> _Texto da página_
—————

A queda nas economias latino-americanas em 2020 foi tão forte, em meio à pandemia de coronavírus, que recuperações históricas são esperadas para 2021. Abaixo listamos três países da América Latina que devem crescer mais em 2021.
Mas cuidado: isso não significa um grande crescimento econômico que indica um período de vacas gordas pela frente.
Na verdade, trata-se de um esperado “efeito rebote” — ou seja, um forte aumento do Produto Interno Bruto (PIB) na maioria dos países da região, que compensará parcialmente o cenário atual. É uma recuperação econômica parcial em relação a um resultado muito negativo do ano anterior.
A economia do Peru, por exemplo, fechará este ano com uma queda brutal da ordem de 13%, e em 2021 crescerá cerca de 9%, de acordo com as últimas projeções da Comissão Econômica para a América Latina e o Caribe (Cepal).
Isso significa que mesmo com um aparente aumento espetacular da atividade econômica, o país ainda estará longe de retornar ao nível pré-crise, uma história que se repetirá na maioria dos países da região.

—————

> _Material de estudo_
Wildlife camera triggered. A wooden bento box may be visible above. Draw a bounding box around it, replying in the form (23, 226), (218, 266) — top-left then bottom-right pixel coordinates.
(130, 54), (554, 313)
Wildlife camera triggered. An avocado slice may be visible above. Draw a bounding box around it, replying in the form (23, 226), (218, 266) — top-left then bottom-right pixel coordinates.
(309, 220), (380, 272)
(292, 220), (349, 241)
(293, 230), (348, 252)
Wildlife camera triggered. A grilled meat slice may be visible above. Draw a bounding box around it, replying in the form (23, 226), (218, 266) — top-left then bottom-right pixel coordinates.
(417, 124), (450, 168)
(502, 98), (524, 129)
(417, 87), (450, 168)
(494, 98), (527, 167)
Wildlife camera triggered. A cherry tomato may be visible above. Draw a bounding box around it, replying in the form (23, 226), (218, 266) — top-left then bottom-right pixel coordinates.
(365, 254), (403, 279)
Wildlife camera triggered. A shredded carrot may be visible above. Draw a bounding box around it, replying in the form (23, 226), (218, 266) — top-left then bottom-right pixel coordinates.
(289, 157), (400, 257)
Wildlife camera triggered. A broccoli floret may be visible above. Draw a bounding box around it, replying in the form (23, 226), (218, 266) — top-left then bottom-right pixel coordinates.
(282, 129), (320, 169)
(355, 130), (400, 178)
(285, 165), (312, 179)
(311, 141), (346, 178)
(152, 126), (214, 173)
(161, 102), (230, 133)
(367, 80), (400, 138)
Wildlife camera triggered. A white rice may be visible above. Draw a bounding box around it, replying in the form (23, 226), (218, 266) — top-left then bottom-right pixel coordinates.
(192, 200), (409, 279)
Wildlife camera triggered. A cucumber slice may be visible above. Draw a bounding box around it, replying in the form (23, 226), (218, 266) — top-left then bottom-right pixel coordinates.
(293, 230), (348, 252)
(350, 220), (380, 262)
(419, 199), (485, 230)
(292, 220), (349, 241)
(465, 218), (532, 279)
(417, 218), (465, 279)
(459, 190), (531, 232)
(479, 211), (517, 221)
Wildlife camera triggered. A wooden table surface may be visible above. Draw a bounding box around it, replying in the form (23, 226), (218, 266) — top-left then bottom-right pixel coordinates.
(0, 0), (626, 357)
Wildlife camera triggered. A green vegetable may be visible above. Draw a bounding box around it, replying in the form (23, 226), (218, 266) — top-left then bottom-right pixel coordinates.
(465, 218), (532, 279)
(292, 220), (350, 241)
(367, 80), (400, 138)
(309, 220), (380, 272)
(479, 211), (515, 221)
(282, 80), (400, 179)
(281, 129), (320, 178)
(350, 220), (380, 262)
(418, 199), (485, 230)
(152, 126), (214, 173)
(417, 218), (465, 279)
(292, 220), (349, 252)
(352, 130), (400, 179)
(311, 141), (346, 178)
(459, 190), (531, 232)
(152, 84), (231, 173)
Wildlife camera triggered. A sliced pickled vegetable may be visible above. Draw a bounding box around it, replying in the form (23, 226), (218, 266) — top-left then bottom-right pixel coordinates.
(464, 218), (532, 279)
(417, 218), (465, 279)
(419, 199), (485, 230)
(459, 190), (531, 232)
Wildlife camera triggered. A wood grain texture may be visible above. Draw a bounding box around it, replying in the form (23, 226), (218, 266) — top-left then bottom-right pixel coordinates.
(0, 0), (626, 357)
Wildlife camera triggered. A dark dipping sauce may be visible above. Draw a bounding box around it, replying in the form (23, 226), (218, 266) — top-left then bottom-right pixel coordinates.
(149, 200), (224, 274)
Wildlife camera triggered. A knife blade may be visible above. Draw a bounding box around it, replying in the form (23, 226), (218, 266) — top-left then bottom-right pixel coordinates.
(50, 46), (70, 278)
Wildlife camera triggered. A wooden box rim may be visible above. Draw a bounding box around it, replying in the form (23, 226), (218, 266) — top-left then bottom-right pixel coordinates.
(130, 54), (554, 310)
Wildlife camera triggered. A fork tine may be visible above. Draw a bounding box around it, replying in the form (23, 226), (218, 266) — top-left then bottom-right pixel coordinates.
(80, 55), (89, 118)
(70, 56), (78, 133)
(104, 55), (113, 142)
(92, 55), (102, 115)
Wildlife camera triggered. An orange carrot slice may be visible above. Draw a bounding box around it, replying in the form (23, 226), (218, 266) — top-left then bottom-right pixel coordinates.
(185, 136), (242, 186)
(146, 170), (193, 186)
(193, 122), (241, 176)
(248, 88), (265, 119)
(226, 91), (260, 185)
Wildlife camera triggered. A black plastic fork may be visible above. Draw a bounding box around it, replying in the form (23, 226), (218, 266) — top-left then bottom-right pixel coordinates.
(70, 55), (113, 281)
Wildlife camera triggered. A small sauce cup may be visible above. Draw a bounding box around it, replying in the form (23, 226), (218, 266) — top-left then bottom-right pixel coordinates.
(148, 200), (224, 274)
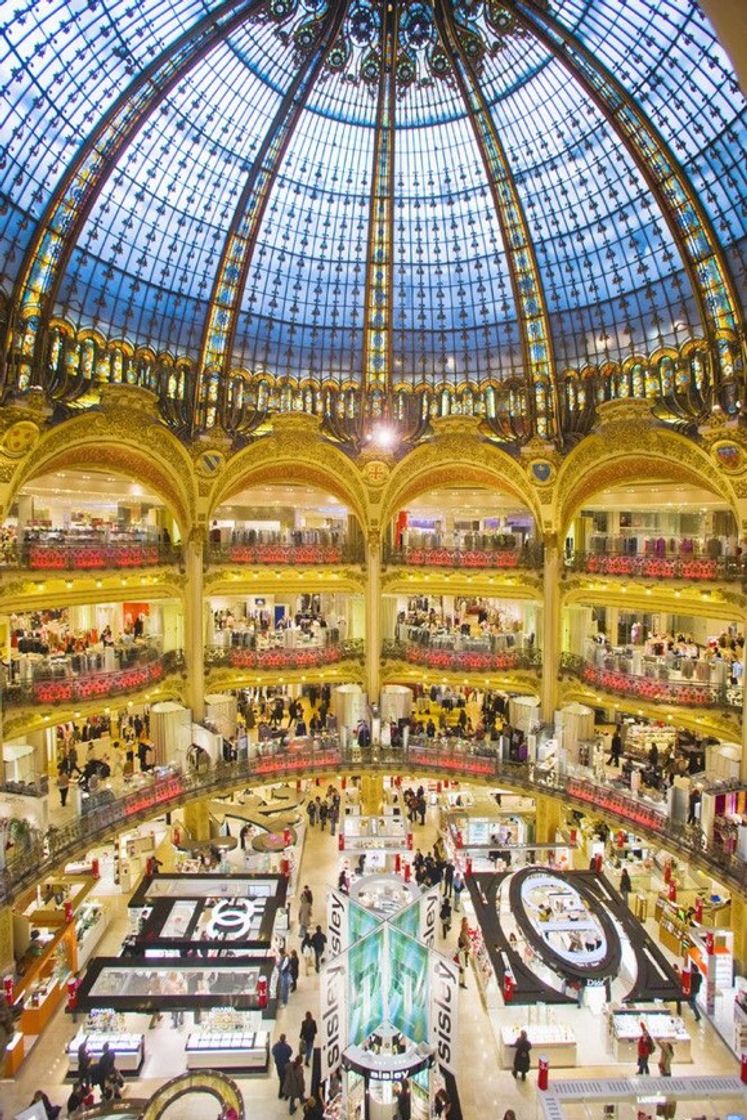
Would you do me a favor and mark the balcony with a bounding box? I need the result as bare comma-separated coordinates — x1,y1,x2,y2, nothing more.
560,653,743,710
384,533,543,571
209,531,364,567
0,535,181,571
205,640,363,671
382,638,542,673
2,648,184,708
566,552,747,584
0,735,747,902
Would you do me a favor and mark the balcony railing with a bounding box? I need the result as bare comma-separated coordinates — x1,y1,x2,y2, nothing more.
0,736,747,903
560,653,743,710
205,638,363,670
383,641,542,673
2,650,184,708
209,533,364,567
384,536,543,571
566,552,747,582
0,539,181,571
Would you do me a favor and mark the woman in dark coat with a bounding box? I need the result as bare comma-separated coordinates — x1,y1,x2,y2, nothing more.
513,1030,532,1081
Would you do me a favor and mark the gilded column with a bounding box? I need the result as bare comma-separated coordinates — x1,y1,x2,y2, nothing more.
184,530,205,721
540,533,560,721
365,530,381,703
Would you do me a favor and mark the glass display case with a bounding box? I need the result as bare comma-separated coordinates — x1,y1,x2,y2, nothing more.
610,1008,692,1063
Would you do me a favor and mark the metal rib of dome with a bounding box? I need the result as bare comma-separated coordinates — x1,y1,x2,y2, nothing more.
0,0,747,442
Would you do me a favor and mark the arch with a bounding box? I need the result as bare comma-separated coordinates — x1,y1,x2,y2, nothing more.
7,408,195,539
140,1070,246,1120
557,420,740,535
382,424,542,530
208,413,367,529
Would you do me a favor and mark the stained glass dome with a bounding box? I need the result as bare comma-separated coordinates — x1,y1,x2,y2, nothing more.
0,0,747,441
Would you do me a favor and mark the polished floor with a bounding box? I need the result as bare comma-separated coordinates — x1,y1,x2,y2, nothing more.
0,788,737,1120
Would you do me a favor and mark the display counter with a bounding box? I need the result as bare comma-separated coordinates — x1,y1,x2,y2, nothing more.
501,1023,577,1070
20,979,65,1035
2,1030,26,1079
610,1008,692,1064
66,1030,146,1073
75,903,109,972
185,1030,270,1071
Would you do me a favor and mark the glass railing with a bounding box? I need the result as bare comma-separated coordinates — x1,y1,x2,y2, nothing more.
560,653,743,709
384,534,543,569
0,735,747,902
2,650,184,708
0,536,181,571
209,532,364,566
566,552,747,582
382,641,542,673
205,638,363,669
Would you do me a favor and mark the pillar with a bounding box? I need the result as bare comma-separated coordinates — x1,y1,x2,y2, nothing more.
184,530,205,722
361,774,384,816
184,797,211,840
534,796,566,843
739,642,747,782
365,530,381,703
730,890,747,976
541,533,560,722
0,906,15,979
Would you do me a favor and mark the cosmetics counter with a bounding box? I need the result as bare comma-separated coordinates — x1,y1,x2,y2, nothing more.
185,1007,270,1072
499,1016,578,1070
609,1007,692,1064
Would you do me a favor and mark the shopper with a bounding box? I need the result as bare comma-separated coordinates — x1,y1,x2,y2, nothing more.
512,1030,532,1081
300,1011,317,1065
620,867,633,906
288,949,301,991
659,1038,674,1077
638,1023,656,1074
438,895,451,937
282,1054,306,1116
311,925,327,972
688,964,703,1023
277,949,292,1007
271,1035,293,1100
31,1089,63,1120
298,890,311,941
607,728,623,769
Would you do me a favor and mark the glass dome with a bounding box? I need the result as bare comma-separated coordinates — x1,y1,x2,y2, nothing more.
0,0,747,436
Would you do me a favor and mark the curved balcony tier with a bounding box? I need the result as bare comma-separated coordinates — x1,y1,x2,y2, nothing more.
205,640,363,671
209,534,364,567
566,552,747,584
2,650,184,708
382,642,542,673
1,540,181,571
384,543,543,571
0,735,747,902
561,653,743,710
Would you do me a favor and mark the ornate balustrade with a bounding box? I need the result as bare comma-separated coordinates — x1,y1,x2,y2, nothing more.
566,552,747,582
384,544,543,570
2,650,184,707
205,640,363,670
382,641,542,673
560,653,743,709
0,736,747,902
0,540,181,571
209,540,364,567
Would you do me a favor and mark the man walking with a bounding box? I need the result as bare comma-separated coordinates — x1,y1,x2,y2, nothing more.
272,1035,293,1100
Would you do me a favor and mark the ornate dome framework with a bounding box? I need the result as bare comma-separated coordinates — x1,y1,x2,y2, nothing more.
0,0,747,446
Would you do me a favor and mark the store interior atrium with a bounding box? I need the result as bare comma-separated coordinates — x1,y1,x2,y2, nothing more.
0,0,747,1120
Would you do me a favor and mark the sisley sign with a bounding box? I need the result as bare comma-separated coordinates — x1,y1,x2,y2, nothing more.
419,887,441,949
430,952,459,1075
327,890,349,958
319,953,347,1081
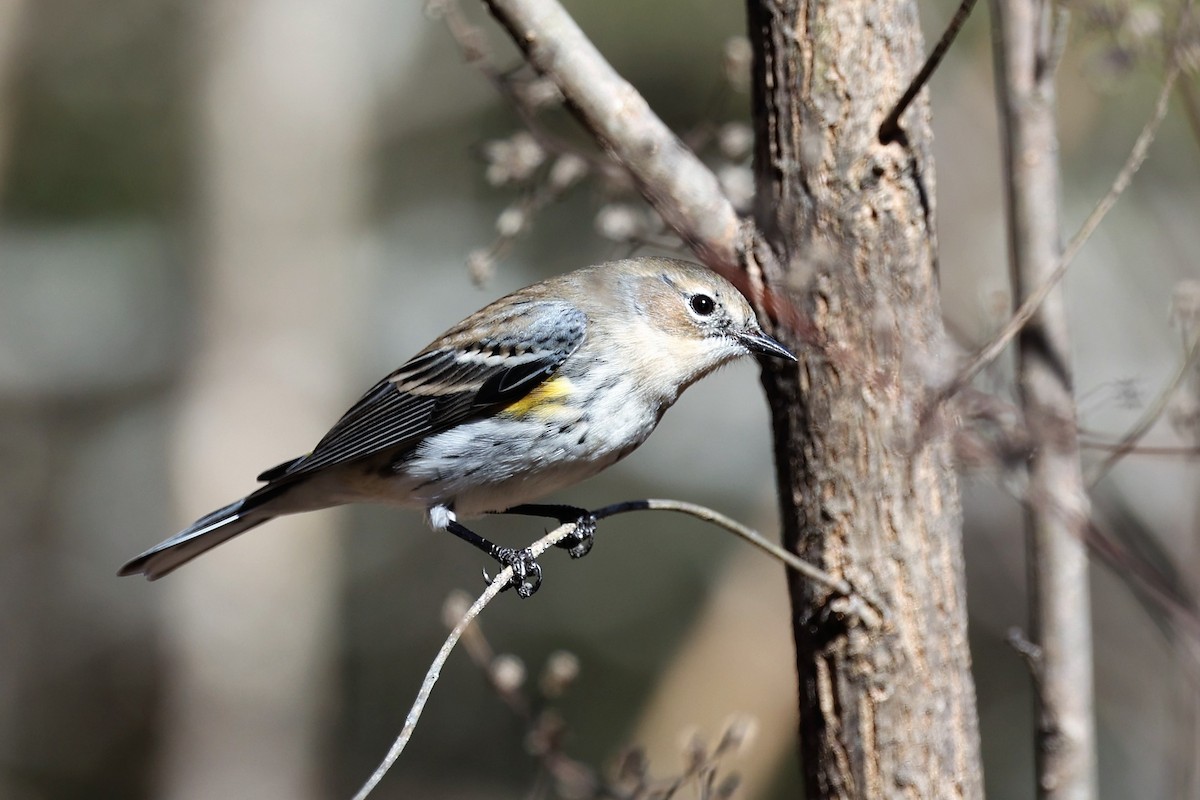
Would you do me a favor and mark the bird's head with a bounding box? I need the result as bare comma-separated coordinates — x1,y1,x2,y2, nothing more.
600,258,796,399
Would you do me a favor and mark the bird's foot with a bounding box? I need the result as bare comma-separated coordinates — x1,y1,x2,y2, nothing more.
557,511,596,559
484,547,541,599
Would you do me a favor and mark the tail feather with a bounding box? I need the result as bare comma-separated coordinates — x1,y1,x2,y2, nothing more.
118,496,276,581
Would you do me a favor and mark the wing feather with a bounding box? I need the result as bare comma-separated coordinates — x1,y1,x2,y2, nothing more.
259,301,587,481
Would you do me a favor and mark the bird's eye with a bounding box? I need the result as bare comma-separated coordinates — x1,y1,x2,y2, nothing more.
689,294,716,317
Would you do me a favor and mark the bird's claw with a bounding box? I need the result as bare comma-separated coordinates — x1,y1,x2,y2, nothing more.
558,513,596,559
484,547,541,599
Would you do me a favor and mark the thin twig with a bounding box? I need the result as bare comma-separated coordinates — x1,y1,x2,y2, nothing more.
925,51,1180,421
593,499,854,596
1087,335,1200,489
485,0,739,270
1079,439,1200,458
878,0,976,144
354,500,854,800
354,522,575,800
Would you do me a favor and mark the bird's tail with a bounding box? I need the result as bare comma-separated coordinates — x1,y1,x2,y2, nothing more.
118,486,283,581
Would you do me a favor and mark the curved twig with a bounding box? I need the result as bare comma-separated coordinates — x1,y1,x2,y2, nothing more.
922,48,1181,427
354,500,859,800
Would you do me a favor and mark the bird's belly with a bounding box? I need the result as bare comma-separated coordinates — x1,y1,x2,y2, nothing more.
396,396,660,517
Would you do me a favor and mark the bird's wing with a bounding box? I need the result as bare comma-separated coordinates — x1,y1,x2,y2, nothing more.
258,300,587,481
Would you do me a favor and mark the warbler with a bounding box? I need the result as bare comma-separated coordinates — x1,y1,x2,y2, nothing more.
120,258,794,596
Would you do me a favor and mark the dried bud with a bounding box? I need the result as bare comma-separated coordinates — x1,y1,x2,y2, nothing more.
540,650,580,697
713,775,742,800
1171,278,1200,338
484,131,546,186
496,205,529,239
488,655,526,694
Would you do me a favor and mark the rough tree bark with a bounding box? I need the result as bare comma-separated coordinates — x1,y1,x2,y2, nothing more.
748,0,983,798
485,0,983,798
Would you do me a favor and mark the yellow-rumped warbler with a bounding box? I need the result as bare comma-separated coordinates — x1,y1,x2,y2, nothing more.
120,258,794,596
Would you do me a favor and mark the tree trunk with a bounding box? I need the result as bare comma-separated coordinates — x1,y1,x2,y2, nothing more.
748,0,983,798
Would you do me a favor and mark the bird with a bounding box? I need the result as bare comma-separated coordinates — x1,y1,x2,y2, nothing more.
119,258,796,597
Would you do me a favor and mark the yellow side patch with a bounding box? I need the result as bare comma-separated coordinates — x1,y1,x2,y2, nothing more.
503,377,575,416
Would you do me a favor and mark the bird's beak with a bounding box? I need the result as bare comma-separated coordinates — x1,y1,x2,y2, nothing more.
738,327,796,361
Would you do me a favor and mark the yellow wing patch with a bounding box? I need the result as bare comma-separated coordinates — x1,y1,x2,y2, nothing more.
502,375,575,417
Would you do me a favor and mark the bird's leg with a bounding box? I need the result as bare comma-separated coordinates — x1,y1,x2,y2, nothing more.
498,503,596,559
445,519,541,597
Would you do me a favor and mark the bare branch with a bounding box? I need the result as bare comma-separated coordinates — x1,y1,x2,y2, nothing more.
485,0,739,271
593,499,883,626
1087,335,1200,488
354,522,575,800
992,0,1099,800
926,42,1180,419
354,500,849,800
880,0,976,144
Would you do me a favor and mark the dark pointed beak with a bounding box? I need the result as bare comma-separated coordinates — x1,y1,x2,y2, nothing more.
738,329,796,361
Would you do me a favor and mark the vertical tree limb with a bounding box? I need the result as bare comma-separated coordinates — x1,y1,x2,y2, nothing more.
746,0,983,798
992,0,1096,800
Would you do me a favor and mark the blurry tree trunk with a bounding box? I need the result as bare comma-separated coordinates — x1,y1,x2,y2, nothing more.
992,0,1096,800
161,0,371,799
748,0,983,798
0,0,26,207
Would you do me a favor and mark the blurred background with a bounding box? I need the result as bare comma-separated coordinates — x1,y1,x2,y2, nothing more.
0,0,1200,800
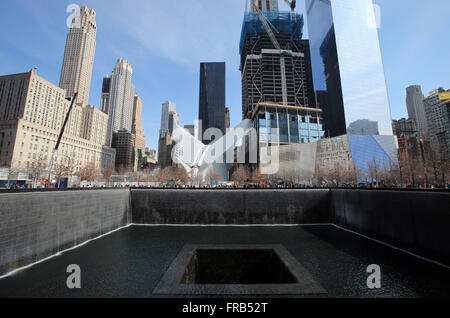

—————

> _Sua tarefa_
Dê continuidade ao texto sobre a queda e a recuperação das economias latino-americanas, começando logo após a última frase apresentada. A listagem provém de outra fonte, sem relação com o texto.

> _Campo de resposta_
“A recuperação estará sujeita a muitas incertezas, como a dinâmica da pandemia, a disponibilidade de vacinas, a capacidade dos países em manter políticas de apoio e o que acontecerá com a economia mundial”, diz Daniel Titelman, diretor da Divisão de Desenvolvimento Econômico da Cepal, à BBC News Mundo, o serviço em espanhol da BBC.
Para este ano, a Cepal projeta uma queda histórica da economia regional de 7,7%, enquanto para 2021 espera um crescimento de 3,7%.
Se não houver grandes mudanças no horizonte, pode-se dizer que a América Latina atingiu o fundo do poço e agora inicia um lento processo de recuperação.
Durante essa recuperação, os três países que terão o maior crescimento econômico no próximo ano, segundo as projeções da Cepal, serão: Peru (9%), Panamá (5,5%) e Bolívia (5,1%).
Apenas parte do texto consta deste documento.